The Age of Salvation

First, then, verse 15: “Count the forbearance of our Lord as salvation.” This is a continuation of the thought of verse 9 where Peter said that the reason Christ has not yet returned is to give time for the full number of God’s people to be saved. Therefore, when Peter says, “Count the forbearance of our Lord as salvation,” he is telling us how to think about the time of delay in which we live before the second coming.
The human mind desires to see meaning and direction and coherence in history. And so we describe periods of history as Dark Ages, Renaissance, Enlightenment, the Industrial Age, etc. And in general, in trying to understand history, we key off of man—how man has progressed, what man has achieved determines the meaning of history.

- _Problem A_: Translate this sentence from the passage on the age of salvation into Spanish: "The human mind desires to see meaning and direction and coherence in history."
- _Problem B_: Resume the passage on the age of salvation immediately after its final sentence, carrying its line of thought forward.

- _Data section_:
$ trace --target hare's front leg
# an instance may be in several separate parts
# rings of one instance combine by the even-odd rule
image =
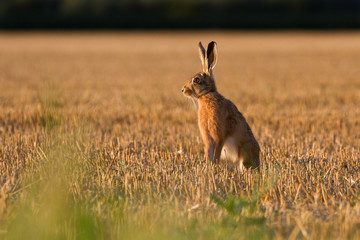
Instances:
[[[211,141],[205,143],[205,155],[206,161],[210,161],[211,163],[214,161],[214,143]]]
[[[220,162],[220,156],[221,156],[221,150],[224,146],[223,142],[217,142],[215,145],[215,151],[214,151],[214,163]]]

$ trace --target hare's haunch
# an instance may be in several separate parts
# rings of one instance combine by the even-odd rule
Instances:
[[[216,89],[213,68],[217,62],[217,46],[210,42],[205,48],[199,42],[203,71],[195,74],[182,88],[185,96],[198,101],[201,137],[206,159],[239,163],[246,168],[260,164],[260,147],[244,116],[230,100]]]

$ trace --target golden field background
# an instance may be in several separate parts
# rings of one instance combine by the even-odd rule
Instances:
[[[200,40],[260,174],[204,160]],[[359,63],[357,32],[0,33],[0,237],[359,239]]]

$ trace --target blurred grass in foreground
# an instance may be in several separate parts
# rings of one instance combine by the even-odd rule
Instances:
[[[60,94],[54,89],[47,89],[40,97],[42,144],[33,159],[36,163],[21,174],[22,186],[16,191],[18,197],[9,212],[6,238],[272,238],[263,211],[257,206],[258,199],[248,202],[246,198],[230,196],[223,201],[211,196],[228,214],[216,218],[213,210],[203,210],[210,217],[203,219],[204,224],[196,216],[179,215],[182,209],[171,199],[159,198],[151,191],[133,192],[147,196],[146,202],[137,202],[124,187],[97,189],[95,172],[101,163],[89,162],[96,159],[89,150],[90,128],[79,122],[67,126],[62,104],[56,98]],[[260,217],[252,217],[254,213]]]

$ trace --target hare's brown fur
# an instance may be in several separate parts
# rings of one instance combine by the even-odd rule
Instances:
[[[216,64],[216,43],[208,50],[199,43],[203,72],[197,73],[183,87],[183,93],[198,100],[198,119],[206,158],[217,163],[232,160],[246,168],[260,164],[260,147],[244,116],[216,89],[212,69]],[[210,50],[209,50],[210,49]]]

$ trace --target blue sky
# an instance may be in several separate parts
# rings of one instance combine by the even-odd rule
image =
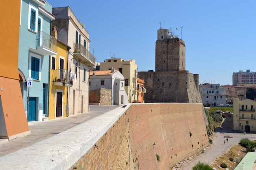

- _Task response A_: La mente humana desea ver sentido y dirección y coherencia en la historia.

- _Task response B_:
But there is one group of people in the world, the Church of Jesus Christ, who should always key off of God, and as they look at the world, see things the way he does. Verse 15 is God’s Word on how to interpret the time in which we live. The history of the world between the first and second coming of Christ is, above all, an age of salvation. One thing marks this time as utterly unique, and it is more important than the renaissance of classical learning, the emergence of science, the rise of industry: namely, it is the time of salvation. The Savior has come and opened the way to God. While he forbears, the way is still open. When he comes, the way will be closed and the time of salvation will be past.
From the perspective of eternity we will look back on these brief 2,000 years or so, and the relative conditions of human life from the Dark Ages to the age of moon-landing and wrist-watch televisions will be utterly insignificant in comparison to the all-important distinguishing mark of this period between the first and second comings of Christ—this was the time when people could be saved by trusting Christ. The only history of eternal significance is the history of missions and its off-shoots in sound doctrine and holy living. The only biographies that will be cherished in the age to come are the lives of the saints—the people who knew that these were times for salvation. Let’s be a people who key off of God and see the times in which we live from his perspective. “Count the forbearance of the Lord as salvation.”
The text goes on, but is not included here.